Even if a line seems odd, print it as it is, and include every record.

Stored data entries:
* * * * * * *
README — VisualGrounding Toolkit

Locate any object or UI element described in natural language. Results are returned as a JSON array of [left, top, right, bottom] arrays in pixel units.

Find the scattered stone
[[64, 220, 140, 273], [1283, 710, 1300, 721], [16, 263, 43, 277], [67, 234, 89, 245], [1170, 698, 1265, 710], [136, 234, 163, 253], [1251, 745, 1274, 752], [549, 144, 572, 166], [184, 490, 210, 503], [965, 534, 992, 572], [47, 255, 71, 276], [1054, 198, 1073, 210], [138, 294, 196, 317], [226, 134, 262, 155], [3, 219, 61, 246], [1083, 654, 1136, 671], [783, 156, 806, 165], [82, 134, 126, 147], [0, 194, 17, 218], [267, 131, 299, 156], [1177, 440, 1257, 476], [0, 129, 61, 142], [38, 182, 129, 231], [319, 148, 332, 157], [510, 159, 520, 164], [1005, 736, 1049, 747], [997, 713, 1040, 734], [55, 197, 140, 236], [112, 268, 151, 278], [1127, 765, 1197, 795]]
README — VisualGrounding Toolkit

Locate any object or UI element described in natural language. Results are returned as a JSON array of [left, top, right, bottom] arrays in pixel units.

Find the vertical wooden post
* * * * * * *
**SOLUTION FOR THIS PROBLEM**
README — VisualGrounding Toolkit

Locate any object or UI element described in natural language. Results are returned as a JSON array of [left, top, right, bottom] arrays in pixel units.

Find the scattered stone
[[64, 220, 140, 273], [1283, 710, 1300, 721], [16, 263, 43, 277], [67, 234, 89, 245], [1170, 698, 1265, 710], [136, 234, 163, 253], [1251, 745, 1274, 752], [549, 144, 572, 166], [184, 490, 210, 503], [965, 534, 992, 572], [47, 255, 71, 276], [1054, 198, 1073, 210], [138, 294, 196, 317], [226, 134, 262, 155], [3, 219, 61, 246], [1083, 654, 1136, 671], [783, 156, 806, 165], [82, 134, 126, 147], [0, 194, 17, 218], [267, 131, 299, 156], [1177, 440, 1257, 476], [0, 129, 61, 142], [38, 182, 129, 231], [319, 148, 332, 157], [510, 159, 520, 164], [1005, 736, 1049, 747], [997, 713, 1040, 734], [55, 197, 140, 236], [112, 268, 151, 278], [1127, 765, 1197, 795]]
README — VisualGrounding Toolkit

Locate any object or UI element described in natural language. Results are returned as a JSON array of [left, top, right, bottom] arrays in pixel units.

Find the vertical wooden post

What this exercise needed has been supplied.